What to produce:
Pick out every line in the rows below that contains the string "shrub", and copy each one. Matching is case-sensitive.
#### Exercise data
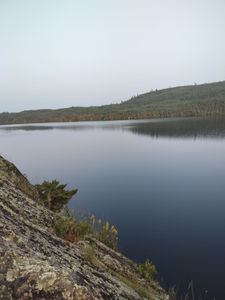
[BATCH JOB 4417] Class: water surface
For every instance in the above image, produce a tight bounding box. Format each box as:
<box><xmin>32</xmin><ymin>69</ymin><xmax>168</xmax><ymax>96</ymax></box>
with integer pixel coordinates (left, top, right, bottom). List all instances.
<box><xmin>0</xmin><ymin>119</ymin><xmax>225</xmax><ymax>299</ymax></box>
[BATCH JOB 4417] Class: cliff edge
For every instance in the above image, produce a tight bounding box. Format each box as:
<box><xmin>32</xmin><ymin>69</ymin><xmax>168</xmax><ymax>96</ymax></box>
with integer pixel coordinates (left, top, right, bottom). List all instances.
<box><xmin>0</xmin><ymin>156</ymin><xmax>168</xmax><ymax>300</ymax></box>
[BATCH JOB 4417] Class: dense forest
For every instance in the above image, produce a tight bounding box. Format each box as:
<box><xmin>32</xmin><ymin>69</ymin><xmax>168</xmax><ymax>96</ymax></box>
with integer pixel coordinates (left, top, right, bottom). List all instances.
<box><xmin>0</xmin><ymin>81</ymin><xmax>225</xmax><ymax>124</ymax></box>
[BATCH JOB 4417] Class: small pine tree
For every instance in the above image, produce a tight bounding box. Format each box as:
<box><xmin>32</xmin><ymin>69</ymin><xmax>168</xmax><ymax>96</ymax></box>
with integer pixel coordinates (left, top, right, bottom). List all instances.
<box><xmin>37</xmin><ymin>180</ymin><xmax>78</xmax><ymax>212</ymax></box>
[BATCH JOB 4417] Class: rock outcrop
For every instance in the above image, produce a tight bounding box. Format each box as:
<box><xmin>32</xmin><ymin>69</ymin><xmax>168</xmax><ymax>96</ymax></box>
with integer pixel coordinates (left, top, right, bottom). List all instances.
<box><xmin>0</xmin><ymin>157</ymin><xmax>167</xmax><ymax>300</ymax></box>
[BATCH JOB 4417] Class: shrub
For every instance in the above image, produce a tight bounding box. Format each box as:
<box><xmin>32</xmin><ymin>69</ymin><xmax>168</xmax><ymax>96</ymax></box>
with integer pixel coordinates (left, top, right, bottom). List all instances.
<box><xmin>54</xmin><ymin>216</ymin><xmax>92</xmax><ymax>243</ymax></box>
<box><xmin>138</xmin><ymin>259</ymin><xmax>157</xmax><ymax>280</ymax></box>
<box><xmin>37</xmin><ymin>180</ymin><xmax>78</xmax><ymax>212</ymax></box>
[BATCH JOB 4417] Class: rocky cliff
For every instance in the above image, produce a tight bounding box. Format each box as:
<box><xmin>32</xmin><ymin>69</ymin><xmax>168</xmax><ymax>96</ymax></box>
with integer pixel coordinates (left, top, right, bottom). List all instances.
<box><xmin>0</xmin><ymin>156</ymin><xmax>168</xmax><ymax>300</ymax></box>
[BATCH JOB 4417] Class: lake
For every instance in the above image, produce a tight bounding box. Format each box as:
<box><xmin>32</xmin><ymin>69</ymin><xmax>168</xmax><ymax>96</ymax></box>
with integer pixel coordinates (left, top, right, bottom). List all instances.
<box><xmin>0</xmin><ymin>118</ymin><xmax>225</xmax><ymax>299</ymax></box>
########
#### Exercise data
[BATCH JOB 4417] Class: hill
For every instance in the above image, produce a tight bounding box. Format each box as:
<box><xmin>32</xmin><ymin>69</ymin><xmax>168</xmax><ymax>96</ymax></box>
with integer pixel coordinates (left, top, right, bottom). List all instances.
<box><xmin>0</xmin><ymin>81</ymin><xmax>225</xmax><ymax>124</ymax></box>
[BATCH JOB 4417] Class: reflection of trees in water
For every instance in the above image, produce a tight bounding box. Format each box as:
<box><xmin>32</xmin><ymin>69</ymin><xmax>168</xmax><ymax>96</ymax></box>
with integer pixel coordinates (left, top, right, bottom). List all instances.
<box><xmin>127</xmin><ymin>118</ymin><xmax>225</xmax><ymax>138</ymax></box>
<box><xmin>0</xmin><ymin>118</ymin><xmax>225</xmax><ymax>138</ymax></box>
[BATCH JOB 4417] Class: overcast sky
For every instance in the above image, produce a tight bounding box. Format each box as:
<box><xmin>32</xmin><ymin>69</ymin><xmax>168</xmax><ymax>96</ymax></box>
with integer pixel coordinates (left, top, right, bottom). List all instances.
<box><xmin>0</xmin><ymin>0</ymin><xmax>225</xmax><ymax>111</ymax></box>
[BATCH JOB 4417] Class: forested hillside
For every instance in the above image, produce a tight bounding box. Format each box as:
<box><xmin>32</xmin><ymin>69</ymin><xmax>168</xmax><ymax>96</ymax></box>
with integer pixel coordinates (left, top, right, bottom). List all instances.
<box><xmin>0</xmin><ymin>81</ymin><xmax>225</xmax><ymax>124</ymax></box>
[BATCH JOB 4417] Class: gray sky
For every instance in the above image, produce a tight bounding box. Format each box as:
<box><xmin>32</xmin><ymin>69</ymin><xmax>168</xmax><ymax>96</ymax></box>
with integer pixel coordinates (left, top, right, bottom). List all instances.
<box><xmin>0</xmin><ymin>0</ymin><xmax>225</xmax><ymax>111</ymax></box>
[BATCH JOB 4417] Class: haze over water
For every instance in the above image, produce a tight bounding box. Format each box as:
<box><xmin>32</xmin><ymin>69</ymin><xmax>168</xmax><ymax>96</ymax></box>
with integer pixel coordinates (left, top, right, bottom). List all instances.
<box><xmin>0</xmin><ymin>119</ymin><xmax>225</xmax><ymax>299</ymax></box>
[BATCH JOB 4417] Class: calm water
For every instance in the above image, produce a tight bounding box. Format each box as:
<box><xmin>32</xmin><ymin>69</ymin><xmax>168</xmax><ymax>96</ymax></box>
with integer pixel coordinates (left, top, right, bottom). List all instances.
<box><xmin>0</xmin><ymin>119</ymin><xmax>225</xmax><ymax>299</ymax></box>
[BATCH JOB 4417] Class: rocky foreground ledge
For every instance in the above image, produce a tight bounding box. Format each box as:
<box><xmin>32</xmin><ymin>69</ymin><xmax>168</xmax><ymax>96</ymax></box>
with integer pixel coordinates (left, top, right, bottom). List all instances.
########
#### Exercise data
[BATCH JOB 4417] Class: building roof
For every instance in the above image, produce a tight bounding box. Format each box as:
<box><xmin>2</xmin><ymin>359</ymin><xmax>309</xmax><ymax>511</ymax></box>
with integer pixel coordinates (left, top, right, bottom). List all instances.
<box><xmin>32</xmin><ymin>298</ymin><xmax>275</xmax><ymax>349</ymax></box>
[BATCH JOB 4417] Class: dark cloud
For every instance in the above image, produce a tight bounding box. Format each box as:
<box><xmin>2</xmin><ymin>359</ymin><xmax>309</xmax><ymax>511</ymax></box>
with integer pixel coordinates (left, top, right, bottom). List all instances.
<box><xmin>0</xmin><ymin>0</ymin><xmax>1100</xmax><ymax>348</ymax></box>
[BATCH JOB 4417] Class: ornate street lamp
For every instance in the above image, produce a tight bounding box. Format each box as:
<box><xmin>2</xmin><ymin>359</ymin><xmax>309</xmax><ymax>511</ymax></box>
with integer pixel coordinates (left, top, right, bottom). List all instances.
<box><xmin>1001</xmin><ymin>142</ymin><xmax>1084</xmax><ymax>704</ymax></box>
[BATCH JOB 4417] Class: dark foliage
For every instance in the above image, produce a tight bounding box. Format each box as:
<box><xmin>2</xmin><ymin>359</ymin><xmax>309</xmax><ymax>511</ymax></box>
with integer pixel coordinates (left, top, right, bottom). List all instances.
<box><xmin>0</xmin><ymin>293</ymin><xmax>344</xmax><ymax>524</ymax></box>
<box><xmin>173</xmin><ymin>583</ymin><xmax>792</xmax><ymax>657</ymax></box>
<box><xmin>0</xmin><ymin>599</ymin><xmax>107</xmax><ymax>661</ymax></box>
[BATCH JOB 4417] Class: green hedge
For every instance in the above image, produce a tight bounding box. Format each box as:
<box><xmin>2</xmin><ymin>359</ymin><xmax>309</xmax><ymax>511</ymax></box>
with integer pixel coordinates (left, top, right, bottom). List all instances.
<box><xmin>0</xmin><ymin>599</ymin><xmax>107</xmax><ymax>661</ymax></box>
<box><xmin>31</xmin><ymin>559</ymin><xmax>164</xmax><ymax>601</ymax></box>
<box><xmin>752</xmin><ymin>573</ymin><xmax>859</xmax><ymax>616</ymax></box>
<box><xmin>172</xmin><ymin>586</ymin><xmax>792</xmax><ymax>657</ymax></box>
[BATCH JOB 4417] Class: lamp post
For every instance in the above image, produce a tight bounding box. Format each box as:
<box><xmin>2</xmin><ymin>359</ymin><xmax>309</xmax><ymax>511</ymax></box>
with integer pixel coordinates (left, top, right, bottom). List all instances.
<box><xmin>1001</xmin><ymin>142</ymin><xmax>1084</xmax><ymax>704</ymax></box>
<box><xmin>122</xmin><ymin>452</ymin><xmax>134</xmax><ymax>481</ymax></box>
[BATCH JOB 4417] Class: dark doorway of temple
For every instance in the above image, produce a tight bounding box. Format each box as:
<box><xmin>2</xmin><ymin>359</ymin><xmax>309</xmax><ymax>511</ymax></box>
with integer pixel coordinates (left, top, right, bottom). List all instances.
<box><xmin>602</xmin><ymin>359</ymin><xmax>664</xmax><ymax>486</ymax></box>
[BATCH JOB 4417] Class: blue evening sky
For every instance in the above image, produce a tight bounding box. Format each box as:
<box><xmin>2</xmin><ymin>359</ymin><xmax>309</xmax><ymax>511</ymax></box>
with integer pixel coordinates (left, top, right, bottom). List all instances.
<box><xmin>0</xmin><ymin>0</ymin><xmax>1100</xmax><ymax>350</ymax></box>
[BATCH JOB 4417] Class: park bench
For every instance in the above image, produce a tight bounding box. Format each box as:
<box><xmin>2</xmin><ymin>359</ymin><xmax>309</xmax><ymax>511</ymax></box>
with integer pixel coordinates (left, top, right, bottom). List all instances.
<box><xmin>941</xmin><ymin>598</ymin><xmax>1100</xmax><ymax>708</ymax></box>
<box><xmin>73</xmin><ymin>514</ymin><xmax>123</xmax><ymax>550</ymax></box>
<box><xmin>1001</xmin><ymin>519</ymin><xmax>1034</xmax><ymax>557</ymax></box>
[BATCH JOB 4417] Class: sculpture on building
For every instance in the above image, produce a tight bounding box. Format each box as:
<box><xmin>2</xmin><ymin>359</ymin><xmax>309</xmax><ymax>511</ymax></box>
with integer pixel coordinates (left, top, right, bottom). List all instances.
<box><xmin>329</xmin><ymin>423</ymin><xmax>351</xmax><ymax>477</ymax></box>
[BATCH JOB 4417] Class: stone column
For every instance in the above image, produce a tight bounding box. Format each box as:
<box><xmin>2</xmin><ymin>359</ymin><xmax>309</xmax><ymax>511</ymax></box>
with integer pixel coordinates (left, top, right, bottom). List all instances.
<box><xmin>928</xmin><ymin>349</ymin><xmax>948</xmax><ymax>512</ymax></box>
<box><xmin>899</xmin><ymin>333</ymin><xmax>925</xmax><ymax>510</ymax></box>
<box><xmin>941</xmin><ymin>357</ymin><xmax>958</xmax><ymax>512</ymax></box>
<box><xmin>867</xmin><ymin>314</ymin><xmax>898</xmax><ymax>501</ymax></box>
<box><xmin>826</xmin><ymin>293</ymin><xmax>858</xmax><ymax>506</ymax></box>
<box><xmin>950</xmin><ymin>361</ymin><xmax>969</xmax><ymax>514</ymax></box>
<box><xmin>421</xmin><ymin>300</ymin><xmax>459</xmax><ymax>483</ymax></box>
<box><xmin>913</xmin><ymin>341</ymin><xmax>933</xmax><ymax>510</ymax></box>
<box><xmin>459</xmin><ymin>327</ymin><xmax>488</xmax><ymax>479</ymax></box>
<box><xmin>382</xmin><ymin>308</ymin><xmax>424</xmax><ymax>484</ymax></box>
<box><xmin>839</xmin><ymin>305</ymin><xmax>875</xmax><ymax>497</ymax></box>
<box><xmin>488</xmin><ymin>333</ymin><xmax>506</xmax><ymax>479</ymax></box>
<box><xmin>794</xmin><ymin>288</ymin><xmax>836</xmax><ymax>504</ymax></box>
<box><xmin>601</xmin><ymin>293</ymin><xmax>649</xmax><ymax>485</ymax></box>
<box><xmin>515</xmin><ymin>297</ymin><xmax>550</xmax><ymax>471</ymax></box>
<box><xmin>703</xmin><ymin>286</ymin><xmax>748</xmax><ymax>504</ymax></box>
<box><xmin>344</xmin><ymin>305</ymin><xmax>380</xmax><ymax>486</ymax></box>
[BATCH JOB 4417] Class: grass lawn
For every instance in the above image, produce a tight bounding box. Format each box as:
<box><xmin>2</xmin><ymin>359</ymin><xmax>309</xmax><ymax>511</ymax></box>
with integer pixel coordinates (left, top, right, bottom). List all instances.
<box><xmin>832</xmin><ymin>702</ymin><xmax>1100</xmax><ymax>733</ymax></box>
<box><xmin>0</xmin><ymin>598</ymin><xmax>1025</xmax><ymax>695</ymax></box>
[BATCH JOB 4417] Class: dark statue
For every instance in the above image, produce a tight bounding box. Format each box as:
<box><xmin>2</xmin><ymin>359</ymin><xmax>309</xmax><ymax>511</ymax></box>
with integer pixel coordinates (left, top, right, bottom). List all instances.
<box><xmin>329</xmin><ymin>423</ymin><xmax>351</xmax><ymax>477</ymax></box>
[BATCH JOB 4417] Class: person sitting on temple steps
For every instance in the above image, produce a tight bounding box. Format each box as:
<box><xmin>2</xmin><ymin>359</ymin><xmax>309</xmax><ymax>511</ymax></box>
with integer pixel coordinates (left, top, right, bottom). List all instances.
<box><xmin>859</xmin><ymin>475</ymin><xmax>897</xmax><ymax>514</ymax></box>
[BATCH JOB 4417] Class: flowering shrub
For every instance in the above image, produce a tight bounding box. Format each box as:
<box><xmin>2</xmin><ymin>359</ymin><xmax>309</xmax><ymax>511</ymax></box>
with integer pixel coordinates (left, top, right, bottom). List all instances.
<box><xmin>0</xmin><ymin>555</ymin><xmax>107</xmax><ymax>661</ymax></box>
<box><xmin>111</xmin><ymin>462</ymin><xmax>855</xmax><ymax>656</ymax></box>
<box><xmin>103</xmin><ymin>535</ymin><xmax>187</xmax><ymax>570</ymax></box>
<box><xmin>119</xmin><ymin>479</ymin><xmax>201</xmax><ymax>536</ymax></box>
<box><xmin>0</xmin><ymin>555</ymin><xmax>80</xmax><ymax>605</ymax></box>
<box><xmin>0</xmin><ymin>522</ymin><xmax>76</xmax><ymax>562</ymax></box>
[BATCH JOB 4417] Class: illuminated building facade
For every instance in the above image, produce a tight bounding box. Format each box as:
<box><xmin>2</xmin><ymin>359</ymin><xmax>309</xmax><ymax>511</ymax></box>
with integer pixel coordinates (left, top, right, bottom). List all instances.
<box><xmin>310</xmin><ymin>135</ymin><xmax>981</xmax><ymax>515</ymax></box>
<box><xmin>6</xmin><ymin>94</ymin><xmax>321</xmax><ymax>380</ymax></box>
########
Solution to the exercise:
[BATCH JOB 4417] Class: shrub
[BATCH JOB 4417] Class: flowering shrub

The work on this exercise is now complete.